═════ SOURCE MATERIAL
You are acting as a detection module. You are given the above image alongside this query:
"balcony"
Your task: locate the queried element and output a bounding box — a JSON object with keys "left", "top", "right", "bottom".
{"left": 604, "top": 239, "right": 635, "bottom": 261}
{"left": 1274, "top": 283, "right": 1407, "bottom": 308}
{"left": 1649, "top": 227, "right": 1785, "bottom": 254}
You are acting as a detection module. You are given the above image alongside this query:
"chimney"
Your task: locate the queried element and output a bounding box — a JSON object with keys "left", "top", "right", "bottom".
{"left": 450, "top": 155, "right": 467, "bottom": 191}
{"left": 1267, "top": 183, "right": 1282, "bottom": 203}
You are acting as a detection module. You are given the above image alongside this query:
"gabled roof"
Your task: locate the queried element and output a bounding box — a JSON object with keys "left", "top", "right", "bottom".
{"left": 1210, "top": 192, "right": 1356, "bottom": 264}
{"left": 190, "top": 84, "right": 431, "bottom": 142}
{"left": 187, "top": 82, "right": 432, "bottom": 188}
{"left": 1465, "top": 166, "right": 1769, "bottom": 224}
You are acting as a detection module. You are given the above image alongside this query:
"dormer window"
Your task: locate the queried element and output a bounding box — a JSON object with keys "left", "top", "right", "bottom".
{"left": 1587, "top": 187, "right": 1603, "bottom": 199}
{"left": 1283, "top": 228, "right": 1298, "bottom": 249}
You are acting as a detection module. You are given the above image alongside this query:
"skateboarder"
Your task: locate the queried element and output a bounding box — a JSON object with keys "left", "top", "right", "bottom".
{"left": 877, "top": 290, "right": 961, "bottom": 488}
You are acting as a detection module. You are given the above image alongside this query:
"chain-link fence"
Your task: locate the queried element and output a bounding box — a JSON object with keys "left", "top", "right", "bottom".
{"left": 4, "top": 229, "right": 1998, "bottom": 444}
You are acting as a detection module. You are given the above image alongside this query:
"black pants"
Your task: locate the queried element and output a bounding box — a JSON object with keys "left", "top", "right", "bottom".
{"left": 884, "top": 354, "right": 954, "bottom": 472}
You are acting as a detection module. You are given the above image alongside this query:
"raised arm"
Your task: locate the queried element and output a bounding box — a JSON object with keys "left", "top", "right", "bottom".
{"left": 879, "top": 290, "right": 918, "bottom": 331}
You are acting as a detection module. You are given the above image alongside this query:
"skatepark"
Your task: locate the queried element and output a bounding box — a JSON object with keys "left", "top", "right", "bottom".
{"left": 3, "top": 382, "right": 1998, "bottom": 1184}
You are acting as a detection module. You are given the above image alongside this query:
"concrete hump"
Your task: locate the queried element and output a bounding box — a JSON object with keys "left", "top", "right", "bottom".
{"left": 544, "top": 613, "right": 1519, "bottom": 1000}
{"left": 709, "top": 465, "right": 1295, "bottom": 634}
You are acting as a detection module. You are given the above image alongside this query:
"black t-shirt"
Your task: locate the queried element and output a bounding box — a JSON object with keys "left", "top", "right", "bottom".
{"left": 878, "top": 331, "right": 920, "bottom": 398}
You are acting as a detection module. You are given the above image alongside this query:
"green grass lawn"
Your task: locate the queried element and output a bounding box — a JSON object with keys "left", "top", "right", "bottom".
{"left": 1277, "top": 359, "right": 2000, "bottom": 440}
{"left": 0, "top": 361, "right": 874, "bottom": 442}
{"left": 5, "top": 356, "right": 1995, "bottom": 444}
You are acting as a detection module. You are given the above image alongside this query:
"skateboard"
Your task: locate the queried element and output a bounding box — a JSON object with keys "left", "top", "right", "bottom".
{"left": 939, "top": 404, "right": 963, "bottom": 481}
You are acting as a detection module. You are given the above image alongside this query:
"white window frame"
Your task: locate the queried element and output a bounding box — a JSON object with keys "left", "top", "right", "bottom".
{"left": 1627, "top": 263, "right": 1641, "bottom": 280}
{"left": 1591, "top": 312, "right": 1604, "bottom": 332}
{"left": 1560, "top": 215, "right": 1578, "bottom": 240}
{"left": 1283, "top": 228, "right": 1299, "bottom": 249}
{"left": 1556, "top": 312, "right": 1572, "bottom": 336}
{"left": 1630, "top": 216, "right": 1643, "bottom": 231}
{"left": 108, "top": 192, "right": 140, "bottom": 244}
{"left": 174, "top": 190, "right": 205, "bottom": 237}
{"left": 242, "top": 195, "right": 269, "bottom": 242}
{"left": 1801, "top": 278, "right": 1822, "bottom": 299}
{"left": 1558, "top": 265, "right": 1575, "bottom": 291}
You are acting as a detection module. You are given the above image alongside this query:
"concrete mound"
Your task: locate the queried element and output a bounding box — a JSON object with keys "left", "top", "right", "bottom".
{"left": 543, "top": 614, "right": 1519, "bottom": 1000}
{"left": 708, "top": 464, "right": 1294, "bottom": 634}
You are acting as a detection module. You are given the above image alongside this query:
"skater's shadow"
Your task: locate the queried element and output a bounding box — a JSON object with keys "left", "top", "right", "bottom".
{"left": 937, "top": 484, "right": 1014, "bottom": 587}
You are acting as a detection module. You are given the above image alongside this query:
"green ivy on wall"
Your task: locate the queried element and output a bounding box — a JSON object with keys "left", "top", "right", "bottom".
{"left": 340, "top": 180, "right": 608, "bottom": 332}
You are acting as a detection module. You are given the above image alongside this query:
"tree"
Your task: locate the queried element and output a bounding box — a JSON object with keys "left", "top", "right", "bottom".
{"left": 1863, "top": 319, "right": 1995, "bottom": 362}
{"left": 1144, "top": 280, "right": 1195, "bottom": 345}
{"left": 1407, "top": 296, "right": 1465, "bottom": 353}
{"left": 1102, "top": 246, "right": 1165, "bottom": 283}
══════════
DIRECTIONS FOR THIS TASK: Every record above should be copied exactly.

ANSWER FOR THIS EXERCISE:
You are acting as a detection module. You are given the above image alongside this query:
"balcony"
Your task: locate the queried element and output a bounding box — a JSON object with keys "left", "top", "right", "bottom".
{"left": 604, "top": 239, "right": 635, "bottom": 261}
{"left": 1274, "top": 283, "right": 1407, "bottom": 308}
{"left": 1649, "top": 227, "right": 1785, "bottom": 254}
You are acting as a detection module. You are given the above image alongside this query:
"chimney"
Your task: locate the queried element and output a bounding box — a JSON object with keys "left", "top", "right", "bottom".
{"left": 450, "top": 155, "right": 467, "bottom": 191}
{"left": 1267, "top": 183, "right": 1282, "bottom": 203}
You are acting as a detection module. You are given the above image alongside this query:
"gabled roof"
Your task: locate the queried element and output a bounding box — a JSON object with keys "left", "top", "right", "bottom".
{"left": 1210, "top": 192, "right": 1356, "bottom": 264}
{"left": 190, "top": 84, "right": 431, "bottom": 142}
{"left": 187, "top": 82, "right": 432, "bottom": 188}
{"left": 1465, "top": 166, "right": 1769, "bottom": 224}
You are acting as a detection module. You are given the above image alongside this query:
"dormer window"
Your task: locate the queried element and output a bounding box — a JSON object with keys "left", "top", "right", "bottom".
{"left": 1587, "top": 187, "right": 1603, "bottom": 199}
{"left": 1283, "top": 228, "right": 1298, "bottom": 249}
You are acting as a detection module. You are given the above image alongside this query:
"skateboarder"
Your task: locate the queried element and output a bounding box — a JSON object with keys "left", "top", "right", "bottom".
{"left": 877, "top": 290, "right": 961, "bottom": 488}
You are acting as a detection module. You are given the above image alongside this query:
"chain-link fence"
Your task: locate the queried element and output a bounding box — a JSON object with keys "left", "top", "right", "bottom".
{"left": 4, "top": 229, "right": 1998, "bottom": 444}
You are acting as a detection module. You are given the above image alongside this query:
"black pants"
Your task: locate the queried element and output a bounding box — a JSON object with keys "left", "top", "right", "bottom".
{"left": 884, "top": 354, "right": 954, "bottom": 472}
You are acting as a detection module. You are given the above image alongside this query:
"raised arm"
Your task: locate the queried element and output a bounding box — a JSON object with keys "left", "top", "right", "bottom".
{"left": 879, "top": 290, "right": 918, "bottom": 331}
You are acting as a detection module. You are given the above image alongside this query:
"skatepark"
Your task: locate the queried element and output a bounding box — a JSON object with keys "left", "top", "right", "bottom".
{"left": 3, "top": 382, "right": 1998, "bottom": 1184}
You are acting as a detection module. You are given the above image alongside this query:
"concrete hump"
Your task: locate the queried element and output a bounding box — a JSON object with keys "left", "top", "right", "bottom".
{"left": 544, "top": 613, "right": 1519, "bottom": 1000}
{"left": 709, "top": 465, "right": 1295, "bottom": 634}
You are acting as a detection module. You are given the above image alongside this query:
"black t-shirt"
Your task: locate the queried element and output a bounding box — a JSON object with keys "left", "top", "right", "bottom".
{"left": 878, "top": 331, "right": 920, "bottom": 398}
You are acting as a detection module. You are given the above image alongside this query:
"green grass lawn"
Your task: locate the queried element and output a bounding box — a JSON object with keys "left", "top", "right", "bottom".
{"left": 1277, "top": 359, "right": 2000, "bottom": 440}
{"left": 0, "top": 361, "right": 874, "bottom": 442}
{"left": 5, "top": 356, "right": 1995, "bottom": 444}
You are acting as a detection module. You are given the above image alongside this query:
"skateboard"
Your task: locate the queried element and output a bounding box — a JSON object with keys "left", "top", "right", "bottom".
{"left": 939, "top": 404, "right": 963, "bottom": 481}
You are acting as a detection module. You are given the above image alongside this query:
"white window frame"
Your task: locate the queried element and output a bounding box — a JSON object with keys "left", "top", "right", "bottom".
{"left": 1627, "top": 263, "right": 1641, "bottom": 280}
{"left": 1591, "top": 312, "right": 1604, "bottom": 332}
{"left": 1560, "top": 215, "right": 1578, "bottom": 240}
{"left": 1283, "top": 228, "right": 1299, "bottom": 249}
{"left": 1556, "top": 312, "right": 1572, "bottom": 336}
{"left": 1630, "top": 216, "right": 1643, "bottom": 231}
{"left": 108, "top": 192, "right": 140, "bottom": 244}
{"left": 174, "top": 190, "right": 205, "bottom": 237}
{"left": 242, "top": 195, "right": 269, "bottom": 242}
{"left": 1801, "top": 278, "right": 1822, "bottom": 299}
{"left": 1558, "top": 265, "right": 1575, "bottom": 291}
You are acting as a detection module. You are given the above image alongside this query:
"concrete mound"
Your task: locate the queried element and output a bounding box — a JSON object with keys "left", "top", "right", "bottom".
{"left": 543, "top": 614, "right": 1519, "bottom": 1000}
{"left": 708, "top": 464, "right": 1294, "bottom": 634}
You are acting as a detection module. You are given the above image alongside this query:
"skater's shadow"
Your task: locate the queried element and output a bounding box — a JSON object with keys "left", "top", "right", "bottom".
{"left": 937, "top": 484, "right": 1014, "bottom": 587}
You are acting as a detection module. You are given the above image alongside this query:
"green ivy on wall"
Your task: locate the queried element and output a bounding box — a JSON object with keys "left", "top", "right", "bottom".
{"left": 340, "top": 180, "right": 608, "bottom": 332}
You are acting as a detection module. You are given the above image alongside this query:
"tree"
Your task: locate the queried element and output a bounding box — a JSON object with keys "left", "top", "right", "bottom".
{"left": 1863, "top": 319, "right": 1995, "bottom": 362}
{"left": 1144, "top": 280, "right": 1195, "bottom": 345}
{"left": 1407, "top": 296, "right": 1465, "bottom": 353}
{"left": 1102, "top": 246, "right": 1165, "bottom": 283}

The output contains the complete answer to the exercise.